_Passage shown_
Four out of Five stars
Running time: 107 mins

An extremely enjoyable, if thoroughly bizarre comedy, I Heart Huckabees combines slapstick humour, a witty, off-the-wall script and a collection of wonderful performances from its superb ensemble cast.

It’s been five years since indie director David O. Russell’s previous film, the still-relevant black comedy Three Kings, but it has definitely been worth the wait. I Heart Huckabees (chosen as the London Film Festival’s closing film) is vaguely reminiscent of Russell’s previous quirky comedy, Flirting With Disaster, although it frequently seems like a Wes Anderson film directed by Hal Hartley. Or vice versa.

Existential Detectives Required

Jason Schwartzman (from Rushmore) plays Albert Markovski, an environmental activist who is head of the Open Spaces coalition. Convinced that a recurring coincidence has some Deeper Meaning, he hires a team of “existential detectives”, Bernard and Vivian Jaffe (Dustin Hoffman and Lily Tomlin), to investigate his life.

However, the Jaffes are more interested in his conflict with Brad Stand (Jude Law), a rising PR executive who works for Huckabees, a popular chain of retail stores.

When Brad subsequently hires the Jaffes himself, they in turn investigate his relationship with his girlfriend, spokesmodel Dawn (Naomi Watts), “the voice of Huckabees”. Meanwhile, Albert pairs up with his ‘sponsor’, rebel firefighter Tommy Corn (Mark Wahlberg) and the two of them seek guidance from the Jaffe’s mysterious nemesis, the French radical Caterine Vauban (Isabelle Huppert).

As if the plot wasn’t impenetrable enough, the characters constantly discuss philosophical questions and ponder The Meaning Of Existence, so that at times it feels as if you’ve crashed a party full of inebriated philosophy students.

Fortunately, the script is extremely witty and you quickly sense that it doesn’t matter if some of it is over your head, particularly when there’s a laugh-out-loud slapstick gag every few minutes. Highlights include: Wahlberg and Schwartzman hitting each other in the face with an inflatable Space Hopper in pursuit of enlightenment; Caterine’s somewhat unorthodox lesson on desire and degradation (possibly the funniest sex scene of the year and certainly the dirtiest); and Brad and Albert scrapping in a lift.

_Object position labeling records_
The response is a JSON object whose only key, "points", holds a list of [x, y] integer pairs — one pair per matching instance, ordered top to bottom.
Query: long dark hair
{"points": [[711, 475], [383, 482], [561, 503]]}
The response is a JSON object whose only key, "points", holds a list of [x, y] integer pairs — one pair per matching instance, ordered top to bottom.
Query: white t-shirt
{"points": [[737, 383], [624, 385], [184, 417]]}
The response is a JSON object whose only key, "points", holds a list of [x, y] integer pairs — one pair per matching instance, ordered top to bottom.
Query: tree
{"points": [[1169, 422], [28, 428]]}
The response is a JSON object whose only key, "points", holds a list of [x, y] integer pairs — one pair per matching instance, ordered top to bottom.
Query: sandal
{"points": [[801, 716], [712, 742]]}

_List of tasks_
**1)** What does the film review say, summed up in two sentences?
**2)** Can you rewrite all of the object position labeling records, substituting "Target" for "Query" everywhere it appears and leaving everything else unchanged?
These records are unrelated to the film review.

_Expected outputs_
**1)** Rated four out of five stars, I Heart Huckabees is an extremely enjoyable if bizarre comedy that combines slapstick, a witty, off-the-wall script and wonderful performances from its ensemble cast. Jason Schwartzman plays an environmental activist who hires "existential detectives" (Dustin Hoffman and Lily Tomlin) to investigate his life, though they grow more interested in his conflict with Jude Law's PR executive at the Huckabees retail chain.

**2)**
The response is a JSON object whose only key, "points", holds a list of [x, y] integer pairs — one pair per matching instance, ordered top to bottom.
Target: long dark hair
{"points": [[711, 475], [383, 482], [561, 503]]}
The response is a JSON object whose only key, "points", holds a list of [x, y] integer pairs — one pair per matching instance, ordered top to bottom.
Target: white t-shirt
{"points": [[737, 383], [624, 385], [184, 417]]}
The response is a JSON object whose only key, "points", holds a list of [x, y] integer pairs — one pair per matching instance, ordered top to bottom.
Target: tree
{"points": [[1169, 422], [28, 428]]}
The response is a JSON object whose only key, "points", holds a list of [x, y] integer pairs — one pair per matching instance, ordered top to bottom.
Target: sandal
{"points": [[801, 716], [712, 742]]}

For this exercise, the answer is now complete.